====== Dataset records
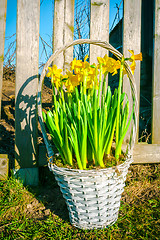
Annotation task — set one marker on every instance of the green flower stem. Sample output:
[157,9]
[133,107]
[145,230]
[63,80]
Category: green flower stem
[118,104]
[100,84]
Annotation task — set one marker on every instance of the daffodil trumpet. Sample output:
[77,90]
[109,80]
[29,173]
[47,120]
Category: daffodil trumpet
[84,125]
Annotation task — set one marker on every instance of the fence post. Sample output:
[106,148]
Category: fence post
[156,76]
[63,28]
[27,53]
[132,41]
[3,7]
[99,27]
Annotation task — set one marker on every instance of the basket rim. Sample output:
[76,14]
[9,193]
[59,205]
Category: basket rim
[54,167]
[99,43]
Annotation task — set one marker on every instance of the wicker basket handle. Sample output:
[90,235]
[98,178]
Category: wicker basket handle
[99,43]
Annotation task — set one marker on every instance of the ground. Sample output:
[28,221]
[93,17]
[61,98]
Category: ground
[142,185]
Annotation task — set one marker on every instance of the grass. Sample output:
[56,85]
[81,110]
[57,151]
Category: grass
[24,216]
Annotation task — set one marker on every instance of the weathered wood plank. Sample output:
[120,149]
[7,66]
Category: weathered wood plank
[142,154]
[63,26]
[3,166]
[3,7]
[27,53]
[99,27]
[132,41]
[156,77]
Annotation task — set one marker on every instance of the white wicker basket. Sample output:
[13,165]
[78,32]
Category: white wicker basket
[92,196]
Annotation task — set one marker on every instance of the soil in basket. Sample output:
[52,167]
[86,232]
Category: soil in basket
[109,161]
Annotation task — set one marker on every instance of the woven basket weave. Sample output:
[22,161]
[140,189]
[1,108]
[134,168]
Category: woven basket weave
[92,196]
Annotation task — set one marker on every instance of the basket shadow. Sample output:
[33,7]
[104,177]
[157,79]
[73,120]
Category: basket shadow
[48,192]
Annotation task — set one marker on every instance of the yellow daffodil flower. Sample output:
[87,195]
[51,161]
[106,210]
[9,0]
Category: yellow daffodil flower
[55,75]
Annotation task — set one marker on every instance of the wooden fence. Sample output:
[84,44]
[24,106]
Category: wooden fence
[27,52]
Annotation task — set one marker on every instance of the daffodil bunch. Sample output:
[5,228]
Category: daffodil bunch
[86,117]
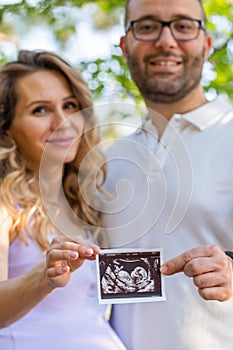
============
**Brief:** List every line of the records above that contains the string "weathered".

**Task output:**
Annotation task — set one marker on every instance of the weathered wood plank. Sample output:
Category: weathered wood plank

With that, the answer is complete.